- What this exercise asks -
**A)** In the notebook excerpt on checkpoint deletion and saving results, what directory path is assigned to the results output?
**B)** Extend the notebook excerpt on checkpoint deletion and saving results, picking up right after its final line of code.

- Source passage -
++++
Run this if you want to **start over** from scratch:

In [None]:
# ⚠️ WARNING: This will delete checkpoint - you'll start from trial 1
checkpoint_path = Path('/content/drive/MyDrive/ai_director_optimization_checkpoint.json')

if checkpoint_path.exists():
    checkpoint_path.unlink()
    print("🗑️ Checkpoint deleted - will start from trial 1 next time")
else:
    print("📁 No checkpoint found")

## 8️⃣ Save Results

In [None]:
import yaml
output_dir = Path('/content/drive/MyDrive/ai_director_optimization_results')
output_dir.mkdir(parents=True, exist_ok=True)

# JSON
with open(output_dir / 'results.json', 'w') as f:
    json.dump(results, f, indent=2)
++++
- Provided records -
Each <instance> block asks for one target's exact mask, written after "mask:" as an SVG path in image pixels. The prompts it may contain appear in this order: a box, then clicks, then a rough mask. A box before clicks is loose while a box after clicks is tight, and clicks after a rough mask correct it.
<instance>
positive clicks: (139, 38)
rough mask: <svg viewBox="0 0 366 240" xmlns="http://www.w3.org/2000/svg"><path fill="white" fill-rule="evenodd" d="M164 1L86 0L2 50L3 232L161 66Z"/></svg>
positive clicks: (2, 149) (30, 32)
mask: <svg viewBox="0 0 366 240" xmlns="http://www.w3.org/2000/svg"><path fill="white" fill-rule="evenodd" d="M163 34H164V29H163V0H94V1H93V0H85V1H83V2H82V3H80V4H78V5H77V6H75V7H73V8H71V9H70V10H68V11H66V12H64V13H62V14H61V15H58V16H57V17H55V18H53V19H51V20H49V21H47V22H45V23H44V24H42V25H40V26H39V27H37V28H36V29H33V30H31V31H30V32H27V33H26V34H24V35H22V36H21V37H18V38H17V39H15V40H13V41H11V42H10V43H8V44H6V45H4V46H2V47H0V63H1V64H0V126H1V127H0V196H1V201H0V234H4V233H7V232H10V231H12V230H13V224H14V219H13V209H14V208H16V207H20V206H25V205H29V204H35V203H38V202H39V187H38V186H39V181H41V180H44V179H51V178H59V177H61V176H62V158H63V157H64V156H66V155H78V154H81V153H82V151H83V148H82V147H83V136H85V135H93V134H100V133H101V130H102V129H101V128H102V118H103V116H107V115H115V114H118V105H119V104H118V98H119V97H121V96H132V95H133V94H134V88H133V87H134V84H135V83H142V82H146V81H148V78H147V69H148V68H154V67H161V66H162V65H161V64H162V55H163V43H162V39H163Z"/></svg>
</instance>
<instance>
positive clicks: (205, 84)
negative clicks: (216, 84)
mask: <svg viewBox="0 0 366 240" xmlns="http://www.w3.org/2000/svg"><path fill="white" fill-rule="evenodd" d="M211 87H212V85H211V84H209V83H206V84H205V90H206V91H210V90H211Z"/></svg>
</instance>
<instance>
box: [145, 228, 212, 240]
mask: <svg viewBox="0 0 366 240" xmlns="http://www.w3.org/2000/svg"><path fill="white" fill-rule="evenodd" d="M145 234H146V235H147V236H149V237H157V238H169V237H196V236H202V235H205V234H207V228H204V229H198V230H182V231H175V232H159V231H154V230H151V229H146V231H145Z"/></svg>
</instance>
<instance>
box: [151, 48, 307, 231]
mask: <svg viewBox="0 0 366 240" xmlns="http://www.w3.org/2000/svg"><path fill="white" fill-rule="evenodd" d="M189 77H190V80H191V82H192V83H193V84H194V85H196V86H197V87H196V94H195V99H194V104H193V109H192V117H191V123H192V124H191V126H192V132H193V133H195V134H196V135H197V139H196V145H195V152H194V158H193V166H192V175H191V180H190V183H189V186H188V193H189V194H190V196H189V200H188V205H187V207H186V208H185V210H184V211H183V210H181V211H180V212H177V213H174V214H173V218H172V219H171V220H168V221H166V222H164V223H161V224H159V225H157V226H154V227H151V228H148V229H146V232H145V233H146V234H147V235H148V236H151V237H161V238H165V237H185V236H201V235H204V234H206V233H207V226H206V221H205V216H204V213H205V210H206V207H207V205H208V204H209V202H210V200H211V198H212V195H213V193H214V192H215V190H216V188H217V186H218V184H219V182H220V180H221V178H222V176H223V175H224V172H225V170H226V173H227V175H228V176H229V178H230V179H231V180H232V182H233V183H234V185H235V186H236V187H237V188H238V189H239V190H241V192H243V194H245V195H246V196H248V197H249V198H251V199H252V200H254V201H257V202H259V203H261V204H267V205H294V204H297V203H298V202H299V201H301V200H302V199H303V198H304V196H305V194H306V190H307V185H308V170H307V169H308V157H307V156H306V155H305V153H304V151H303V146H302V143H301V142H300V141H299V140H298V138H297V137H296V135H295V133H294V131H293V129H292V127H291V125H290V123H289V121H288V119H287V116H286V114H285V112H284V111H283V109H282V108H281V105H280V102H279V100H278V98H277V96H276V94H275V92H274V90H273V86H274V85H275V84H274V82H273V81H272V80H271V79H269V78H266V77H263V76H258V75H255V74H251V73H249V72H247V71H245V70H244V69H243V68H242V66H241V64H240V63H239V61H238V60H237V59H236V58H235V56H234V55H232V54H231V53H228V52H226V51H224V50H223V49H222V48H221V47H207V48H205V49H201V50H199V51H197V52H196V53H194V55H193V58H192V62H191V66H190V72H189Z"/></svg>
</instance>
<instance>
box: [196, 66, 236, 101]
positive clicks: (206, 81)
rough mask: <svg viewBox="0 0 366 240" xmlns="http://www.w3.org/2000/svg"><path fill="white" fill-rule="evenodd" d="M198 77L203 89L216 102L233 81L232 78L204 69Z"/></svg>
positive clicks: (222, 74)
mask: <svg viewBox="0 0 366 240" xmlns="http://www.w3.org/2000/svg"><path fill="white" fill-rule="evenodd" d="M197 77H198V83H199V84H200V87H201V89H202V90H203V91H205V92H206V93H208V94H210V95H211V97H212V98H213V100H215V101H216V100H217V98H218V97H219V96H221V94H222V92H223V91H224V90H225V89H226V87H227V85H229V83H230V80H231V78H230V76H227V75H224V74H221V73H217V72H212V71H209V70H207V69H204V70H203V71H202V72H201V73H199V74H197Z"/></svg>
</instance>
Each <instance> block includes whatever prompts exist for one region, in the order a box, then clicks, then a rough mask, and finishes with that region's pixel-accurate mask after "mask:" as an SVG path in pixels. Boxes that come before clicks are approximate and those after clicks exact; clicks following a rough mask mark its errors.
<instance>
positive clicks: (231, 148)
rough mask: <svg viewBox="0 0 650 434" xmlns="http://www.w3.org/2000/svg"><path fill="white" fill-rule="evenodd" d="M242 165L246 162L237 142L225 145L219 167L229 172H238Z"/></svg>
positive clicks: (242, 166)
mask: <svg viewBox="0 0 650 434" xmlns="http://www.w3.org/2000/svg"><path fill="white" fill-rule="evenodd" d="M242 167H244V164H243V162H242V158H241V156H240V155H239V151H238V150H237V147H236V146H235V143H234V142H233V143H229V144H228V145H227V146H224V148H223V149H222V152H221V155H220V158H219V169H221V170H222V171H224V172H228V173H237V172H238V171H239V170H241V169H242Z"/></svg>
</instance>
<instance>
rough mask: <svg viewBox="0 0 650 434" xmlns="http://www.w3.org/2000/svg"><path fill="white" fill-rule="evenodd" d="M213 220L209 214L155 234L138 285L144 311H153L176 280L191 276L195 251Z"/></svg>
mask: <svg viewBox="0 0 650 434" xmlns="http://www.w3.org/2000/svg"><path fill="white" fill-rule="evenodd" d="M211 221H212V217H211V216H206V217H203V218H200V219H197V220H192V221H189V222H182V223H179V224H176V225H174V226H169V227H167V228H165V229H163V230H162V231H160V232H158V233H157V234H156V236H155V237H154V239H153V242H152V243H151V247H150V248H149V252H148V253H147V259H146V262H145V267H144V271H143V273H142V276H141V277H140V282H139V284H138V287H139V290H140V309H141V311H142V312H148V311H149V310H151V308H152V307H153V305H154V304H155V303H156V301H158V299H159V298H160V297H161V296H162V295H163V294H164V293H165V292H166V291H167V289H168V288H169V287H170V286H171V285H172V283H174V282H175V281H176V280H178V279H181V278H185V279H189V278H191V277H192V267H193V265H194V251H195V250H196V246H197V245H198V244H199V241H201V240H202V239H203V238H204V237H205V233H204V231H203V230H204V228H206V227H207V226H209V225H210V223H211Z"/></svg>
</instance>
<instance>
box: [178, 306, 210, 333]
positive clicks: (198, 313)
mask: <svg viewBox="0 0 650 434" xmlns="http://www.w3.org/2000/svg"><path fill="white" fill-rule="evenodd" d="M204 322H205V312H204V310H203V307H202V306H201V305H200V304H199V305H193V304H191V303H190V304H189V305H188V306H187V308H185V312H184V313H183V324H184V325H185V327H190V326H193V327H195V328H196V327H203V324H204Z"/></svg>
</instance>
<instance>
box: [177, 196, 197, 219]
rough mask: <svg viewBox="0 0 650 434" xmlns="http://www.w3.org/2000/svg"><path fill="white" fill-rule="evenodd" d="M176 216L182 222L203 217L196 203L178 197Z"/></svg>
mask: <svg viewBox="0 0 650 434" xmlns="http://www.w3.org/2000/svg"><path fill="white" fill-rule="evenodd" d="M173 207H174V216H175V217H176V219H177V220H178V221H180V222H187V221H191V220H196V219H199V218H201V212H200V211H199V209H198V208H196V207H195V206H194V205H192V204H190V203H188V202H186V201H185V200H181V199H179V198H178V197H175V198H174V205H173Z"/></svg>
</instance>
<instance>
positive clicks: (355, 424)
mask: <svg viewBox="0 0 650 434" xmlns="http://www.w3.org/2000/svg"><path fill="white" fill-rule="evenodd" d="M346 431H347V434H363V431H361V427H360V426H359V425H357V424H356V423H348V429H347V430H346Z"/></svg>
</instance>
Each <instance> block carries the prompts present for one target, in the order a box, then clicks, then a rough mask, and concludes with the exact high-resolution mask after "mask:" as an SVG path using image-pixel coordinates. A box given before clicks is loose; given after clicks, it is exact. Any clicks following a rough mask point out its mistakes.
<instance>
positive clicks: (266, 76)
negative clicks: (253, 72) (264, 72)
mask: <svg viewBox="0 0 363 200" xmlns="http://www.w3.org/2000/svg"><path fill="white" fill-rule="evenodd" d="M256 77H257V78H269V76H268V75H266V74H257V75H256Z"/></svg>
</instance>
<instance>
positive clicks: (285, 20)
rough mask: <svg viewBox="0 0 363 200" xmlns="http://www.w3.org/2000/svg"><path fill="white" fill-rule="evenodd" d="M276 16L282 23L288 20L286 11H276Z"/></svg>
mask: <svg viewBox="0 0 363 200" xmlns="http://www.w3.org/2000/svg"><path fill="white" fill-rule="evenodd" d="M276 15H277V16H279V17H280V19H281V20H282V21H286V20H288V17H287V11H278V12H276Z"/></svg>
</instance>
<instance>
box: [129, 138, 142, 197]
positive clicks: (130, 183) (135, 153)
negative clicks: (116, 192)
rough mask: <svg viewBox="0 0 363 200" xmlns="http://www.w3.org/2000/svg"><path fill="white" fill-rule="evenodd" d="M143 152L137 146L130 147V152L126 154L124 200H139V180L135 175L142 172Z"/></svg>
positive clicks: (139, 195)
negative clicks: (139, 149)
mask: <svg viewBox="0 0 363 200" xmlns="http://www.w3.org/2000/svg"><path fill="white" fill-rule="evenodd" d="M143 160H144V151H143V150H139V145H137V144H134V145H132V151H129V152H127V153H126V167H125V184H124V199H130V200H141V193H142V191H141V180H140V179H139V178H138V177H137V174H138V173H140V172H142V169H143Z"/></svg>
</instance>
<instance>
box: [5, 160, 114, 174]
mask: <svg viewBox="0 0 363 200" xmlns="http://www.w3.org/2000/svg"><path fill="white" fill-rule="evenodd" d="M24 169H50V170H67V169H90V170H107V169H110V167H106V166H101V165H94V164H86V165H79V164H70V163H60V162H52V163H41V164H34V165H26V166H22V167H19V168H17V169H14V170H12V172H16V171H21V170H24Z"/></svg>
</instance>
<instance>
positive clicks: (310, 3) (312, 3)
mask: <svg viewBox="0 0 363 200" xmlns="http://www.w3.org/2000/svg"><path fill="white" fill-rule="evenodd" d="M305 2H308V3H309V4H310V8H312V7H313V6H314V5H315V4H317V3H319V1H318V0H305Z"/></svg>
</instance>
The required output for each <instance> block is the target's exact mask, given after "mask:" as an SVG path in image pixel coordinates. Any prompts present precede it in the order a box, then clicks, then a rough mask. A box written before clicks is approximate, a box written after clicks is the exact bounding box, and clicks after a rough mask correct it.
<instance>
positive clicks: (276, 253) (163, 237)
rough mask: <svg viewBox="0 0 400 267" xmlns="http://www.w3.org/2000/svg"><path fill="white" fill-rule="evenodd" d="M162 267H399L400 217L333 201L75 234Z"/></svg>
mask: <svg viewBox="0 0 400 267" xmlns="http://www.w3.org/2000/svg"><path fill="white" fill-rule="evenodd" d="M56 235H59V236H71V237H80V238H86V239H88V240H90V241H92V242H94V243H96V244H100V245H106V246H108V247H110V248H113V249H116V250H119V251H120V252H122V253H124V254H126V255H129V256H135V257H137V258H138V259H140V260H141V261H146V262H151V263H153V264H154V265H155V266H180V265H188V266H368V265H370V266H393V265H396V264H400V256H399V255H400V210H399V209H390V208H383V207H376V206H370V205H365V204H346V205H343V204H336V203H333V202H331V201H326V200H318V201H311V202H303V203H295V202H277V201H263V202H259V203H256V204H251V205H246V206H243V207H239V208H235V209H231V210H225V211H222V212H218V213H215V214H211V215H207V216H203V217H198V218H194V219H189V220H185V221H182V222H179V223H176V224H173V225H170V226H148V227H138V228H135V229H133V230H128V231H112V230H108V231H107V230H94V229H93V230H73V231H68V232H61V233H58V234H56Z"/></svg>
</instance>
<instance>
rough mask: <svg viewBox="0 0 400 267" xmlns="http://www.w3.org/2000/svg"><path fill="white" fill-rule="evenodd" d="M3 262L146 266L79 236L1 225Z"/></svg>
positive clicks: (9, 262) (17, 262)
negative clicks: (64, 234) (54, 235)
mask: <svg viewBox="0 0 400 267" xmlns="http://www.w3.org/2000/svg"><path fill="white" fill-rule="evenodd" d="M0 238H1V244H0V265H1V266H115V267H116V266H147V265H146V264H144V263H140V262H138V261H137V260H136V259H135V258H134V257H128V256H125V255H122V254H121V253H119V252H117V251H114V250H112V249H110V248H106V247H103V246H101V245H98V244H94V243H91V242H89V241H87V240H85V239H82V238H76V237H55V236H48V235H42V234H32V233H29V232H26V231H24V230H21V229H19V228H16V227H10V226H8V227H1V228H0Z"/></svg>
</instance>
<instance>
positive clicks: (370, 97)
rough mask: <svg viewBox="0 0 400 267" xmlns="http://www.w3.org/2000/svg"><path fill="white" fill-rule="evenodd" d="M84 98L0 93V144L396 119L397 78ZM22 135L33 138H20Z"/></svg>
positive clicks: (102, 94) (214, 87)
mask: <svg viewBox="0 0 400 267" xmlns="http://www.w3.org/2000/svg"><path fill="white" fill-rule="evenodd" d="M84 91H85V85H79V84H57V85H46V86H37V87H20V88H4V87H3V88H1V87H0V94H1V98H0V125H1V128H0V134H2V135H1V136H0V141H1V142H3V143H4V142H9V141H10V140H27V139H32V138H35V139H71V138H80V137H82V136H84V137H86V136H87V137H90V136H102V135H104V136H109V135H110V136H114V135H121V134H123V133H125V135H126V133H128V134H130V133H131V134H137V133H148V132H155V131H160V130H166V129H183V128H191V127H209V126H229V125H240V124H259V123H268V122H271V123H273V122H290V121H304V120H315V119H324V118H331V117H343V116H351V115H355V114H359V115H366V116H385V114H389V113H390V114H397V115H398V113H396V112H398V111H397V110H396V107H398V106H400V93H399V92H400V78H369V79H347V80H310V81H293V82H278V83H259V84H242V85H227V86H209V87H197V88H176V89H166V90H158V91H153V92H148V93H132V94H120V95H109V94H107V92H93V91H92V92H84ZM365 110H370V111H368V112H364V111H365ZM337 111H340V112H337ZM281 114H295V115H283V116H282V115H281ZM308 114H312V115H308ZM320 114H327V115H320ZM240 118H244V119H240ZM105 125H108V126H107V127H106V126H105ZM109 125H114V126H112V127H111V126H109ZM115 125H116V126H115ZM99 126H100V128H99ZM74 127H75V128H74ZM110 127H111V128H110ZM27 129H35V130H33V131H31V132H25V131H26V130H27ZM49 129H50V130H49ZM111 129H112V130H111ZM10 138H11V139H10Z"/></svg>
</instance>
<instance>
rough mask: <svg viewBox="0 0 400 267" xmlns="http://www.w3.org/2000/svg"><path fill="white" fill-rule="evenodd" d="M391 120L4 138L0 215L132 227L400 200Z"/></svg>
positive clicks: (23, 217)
++++
- Answers below -
**A)** /content/drive/MyDrive/ai_director_optimization_results

**B)**
# YAML
with open(output_dir / 'best_config.yaml', 'w') as f:
    yaml.dump(results['best_params'], f)

print(f"✅ Saved to {output_dir}")

## 9️⃣ Visualize

In [None]:
import matplotlib.pyplot as plt

trials = [r['trial'] for r in results['trials']]
losses = [r['loss'] for r in results['trials']]

plt.figure(figsize=(10, 5))
plt.plot(trials, losses, 'bo-')
plt.axhline(y=CONFIG['baseline']['loss'], color='r', linestyle='--', label='Baseline')
plt.xlabel('Trial')
plt.ylabel('Loss')
plt.title('Optimization Progress')
plt.legend()
plt.grid(True, alpha=0.3)
plt.savefig(output_dir / 'plot.png', dpi=150)
plt.show()

## 🎉 Done!

In [None]:
print("="*50)
print("🎯 SUMMARY")
print("="*50)
print(f"Best Loss: {results['best_loss']:.4f}")
print(f"Improvement: {results['improvement']:+.1f}%")
print(f"Best Config: {results['best_params']}")
print(f"\nResults saved to Google Drive: {output_dir}")